Retype the data in its entirety, with no word changed.

━━ MATERIAL PROVIDED ━━

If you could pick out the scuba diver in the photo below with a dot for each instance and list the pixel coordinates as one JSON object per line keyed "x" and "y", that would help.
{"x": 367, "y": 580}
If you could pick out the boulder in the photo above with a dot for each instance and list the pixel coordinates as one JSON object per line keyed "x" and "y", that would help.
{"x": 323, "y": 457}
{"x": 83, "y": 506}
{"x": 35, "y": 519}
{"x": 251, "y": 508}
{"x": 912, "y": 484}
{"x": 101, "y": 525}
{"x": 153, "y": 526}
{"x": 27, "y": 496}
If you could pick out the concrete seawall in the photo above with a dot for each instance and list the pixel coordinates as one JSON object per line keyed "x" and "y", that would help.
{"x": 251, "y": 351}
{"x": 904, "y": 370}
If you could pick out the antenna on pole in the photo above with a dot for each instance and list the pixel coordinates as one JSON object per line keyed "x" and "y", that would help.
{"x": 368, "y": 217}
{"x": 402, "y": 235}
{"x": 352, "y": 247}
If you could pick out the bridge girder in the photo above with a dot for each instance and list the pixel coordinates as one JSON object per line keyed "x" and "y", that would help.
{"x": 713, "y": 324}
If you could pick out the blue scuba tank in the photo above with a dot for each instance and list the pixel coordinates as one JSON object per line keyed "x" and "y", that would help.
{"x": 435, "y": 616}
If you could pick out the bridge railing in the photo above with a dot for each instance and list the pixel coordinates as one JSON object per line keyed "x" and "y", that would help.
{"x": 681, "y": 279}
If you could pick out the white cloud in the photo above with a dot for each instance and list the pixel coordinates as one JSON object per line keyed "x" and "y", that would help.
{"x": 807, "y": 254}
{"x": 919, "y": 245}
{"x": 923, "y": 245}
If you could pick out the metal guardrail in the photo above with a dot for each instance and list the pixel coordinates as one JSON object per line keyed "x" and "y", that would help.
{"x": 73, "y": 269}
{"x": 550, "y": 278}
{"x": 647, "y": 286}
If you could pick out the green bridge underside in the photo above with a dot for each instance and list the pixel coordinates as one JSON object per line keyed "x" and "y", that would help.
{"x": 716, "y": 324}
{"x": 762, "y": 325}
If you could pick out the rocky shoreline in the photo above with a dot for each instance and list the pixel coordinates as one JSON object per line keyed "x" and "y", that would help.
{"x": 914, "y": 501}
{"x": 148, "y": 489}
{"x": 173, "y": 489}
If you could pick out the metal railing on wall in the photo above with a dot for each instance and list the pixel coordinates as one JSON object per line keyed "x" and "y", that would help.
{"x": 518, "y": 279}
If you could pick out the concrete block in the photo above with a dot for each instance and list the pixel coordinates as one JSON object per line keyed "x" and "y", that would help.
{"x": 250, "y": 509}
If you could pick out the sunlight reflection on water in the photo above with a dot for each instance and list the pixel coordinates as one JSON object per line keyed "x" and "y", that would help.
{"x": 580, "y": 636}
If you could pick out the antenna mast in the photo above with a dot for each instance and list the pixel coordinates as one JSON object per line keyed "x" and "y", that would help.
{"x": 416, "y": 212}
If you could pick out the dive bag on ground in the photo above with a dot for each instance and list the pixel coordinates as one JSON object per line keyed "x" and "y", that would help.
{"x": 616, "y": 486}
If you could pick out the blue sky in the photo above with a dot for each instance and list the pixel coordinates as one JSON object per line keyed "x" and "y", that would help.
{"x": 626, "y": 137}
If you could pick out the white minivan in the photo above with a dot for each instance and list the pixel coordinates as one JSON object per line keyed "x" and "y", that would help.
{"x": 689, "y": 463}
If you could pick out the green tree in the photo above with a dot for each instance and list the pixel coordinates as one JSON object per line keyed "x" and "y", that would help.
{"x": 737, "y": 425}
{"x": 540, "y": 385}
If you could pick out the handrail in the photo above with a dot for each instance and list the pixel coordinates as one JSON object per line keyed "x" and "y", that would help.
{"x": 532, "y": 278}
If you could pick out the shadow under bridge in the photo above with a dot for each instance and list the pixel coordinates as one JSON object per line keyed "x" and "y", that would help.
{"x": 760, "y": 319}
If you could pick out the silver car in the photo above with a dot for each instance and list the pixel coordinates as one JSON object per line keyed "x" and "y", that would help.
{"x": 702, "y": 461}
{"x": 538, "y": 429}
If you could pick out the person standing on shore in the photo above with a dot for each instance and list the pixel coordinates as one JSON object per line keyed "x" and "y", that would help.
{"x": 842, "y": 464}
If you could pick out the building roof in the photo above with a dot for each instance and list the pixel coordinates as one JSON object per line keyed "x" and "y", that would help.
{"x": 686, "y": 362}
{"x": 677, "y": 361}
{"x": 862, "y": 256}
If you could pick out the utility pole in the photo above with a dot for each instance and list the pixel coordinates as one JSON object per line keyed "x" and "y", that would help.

━━━

— ANSWER BELOW —
If you could pick out the scuba diver in the photo below with a dot for each instance and list the pixel coordinates as one JSON object per line keyed "x" and "y", that would help.
{"x": 367, "y": 580}
If you could pick out the boulder in the photo above with a dot for each instance and list the pixel coordinates as one JSON object per line keyed "x" and "y", that would help.
{"x": 323, "y": 457}
{"x": 83, "y": 506}
{"x": 35, "y": 519}
{"x": 251, "y": 508}
{"x": 912, "y": 484}
{"x": 101, "y": 525}
{"x": 153, "y": 526}
{"x": 27, "y": 496}
If you could pick out the concrete seawall in the photo above with a dot for each instance and list the pixel coordinates as one JSON object per line keyed "x" and "y", that would help.
{"x": 251, "y": 351}
{"x": 904, "y": 370}
If you could pick out the antenna on pole in the photo above with a dot for each instance and list the pixel coordinates as one JSON object per line keyed "x" and "y", that would help.
{"x": 368, "y": 217}
{"x": 402, "y": 235}
{"x": 352, "y": 247}
If you could pick out the bridge girder in the photo above with a dot for each instance and list the pixel coordinates as one JSON object per line keyed "x" and "y", that would help.
{"x": 713, "y": 324}
If you could pick out the blue scuba tank in the photo above with a dot for each instance and list the pixel coordinates as one JSON object per line keyed "x" and "y", that would help.
{"x": 435, "y": 616}
If you could pick out the bridge railing in the photo above with a dot for each instance and list the pixel coordinates as one JSON object per line keyed "x" and "y", that would help.
{"x": 681, "y": 279}
If you could pick out the white cloud in the photo above with a dot for each instance and list the pixel coordinates as one JSON object per line keyed "x" and "y", that would help.
{"x": 807, "y": 254}
{"x": 919, "y": 245}
{"x": 923, "y": 245}
If you could pick out the metal guardrail in the photo above with a dot for each instance and list the pixel coordinates as one JSON object per line keyed "x" and "y", that would help.
{"x": 73, "y": 269}
{"x": 550, "y": 278}
{"x": 647, "y": 286}
If you could pick out the green bridge underside in the photo above with a dot for each instance and list the pixel coordinates as one JSON object per line keyed "x" and "y", that would help.
{"x": 716, "y": 324}
{"x": 762, "y": 325}
If you could pick out the rocky shoreline in the photo above with a dot for each instance and list the pixel coordinates as one JSON object per line keyed "x" and "y", that would help.
{"x": 914, "y": 501}
{"x": 148, "y": 489}
{"x": 173, "y": 489}
If you could pick out the metal railing on wall in the photo above with a dot for each instance and list the pixel coordinates as one JSON object per line keyed "x" and "y", that would help.
{"x": 518, "y": 279}
If you could pick out the concrete block in the photo above with a dot for each instance and list the pixel coordinates as one JSON object per line keyed "x" and "y", that would help.
{"x": 250, "y": 509}
If you could pick out the sunlight reflection on water in the photo above with a dot for each instance and list the pixel coordinates as one JSON object per line keyed "x" and "y", that would help.
{"x": 580, "y": 636}
If you could pick out the antenna mast in the photo above with a dot for each instance and list the pixel coordinates as one JSON object per line keyed "x" and "y", that would help.
{"x": 416, "y": 212}
If you could pick out the dive bag on ground in the photo above with a dot for each instance and list the pixel coordinates as one JSON object per line keyed "x" and "y", that would help.
{"x": 616, "y": 486}
If you could pick out the blue sky in the photo above with a dot for each instance and list the pixel coordinates as one JSON object per line keyed "x" and "y", that would help.
{"x": 626, "y": 137}
If you could pick out the white minivan in the photo above with a dot for each instance and list the pixel coordinates as one JSON object per line keyed "x" and "y", that would help.
{"x": 689, "y": 463}
If you could pick out the green tree in the photo above with a dot for each instance and list the pixel coordinates as one JSON object per line keyed "x" and "y", that would help.
{"x": 737, "y": 425}
{"x": 540, "y": 385}
If you could pick out the handrail in the photo above with a dot for each instance and list the pixel coordinates as one JSON object per line keyed "x" and "y", that would help.
{"x": 532, "y": 278}
If you could pick out the shadow under bridge in the photo above with a dot for each instance and list the pixel coordinates as one JSON object per line keyed "x" and "y", that would help.
{"x": 760, "y": 319}
If you could pick out the silver car in the photo above with a dot for each instance and list the pixel coordinates as one JSON object per line keyed "x" and "y", that would help.
{"x": 702, "y": 461}
{"x": 538, "y": 429}
If you could pick out the person standing on shore in the photo above with a dot for each instance and list the pixel coordinates as one JSON object per line keyed "x" and "y", that would help.
{"x": 842, "y": 464}
If you could pick out the building roof in the photo above with a dot for each instance and list the pixel coordinates as one JSON object per line keyed "x" and "y", that would help.
{"x": 686, "y": 362}
{"x": 677, "y": 361}
{"x": 862, "y": 256}
If you could pick out the utility pole in the photo above with a dot for each instance and list the pixel coordinates as one JSON object per line keyed "x" and "y", that would help.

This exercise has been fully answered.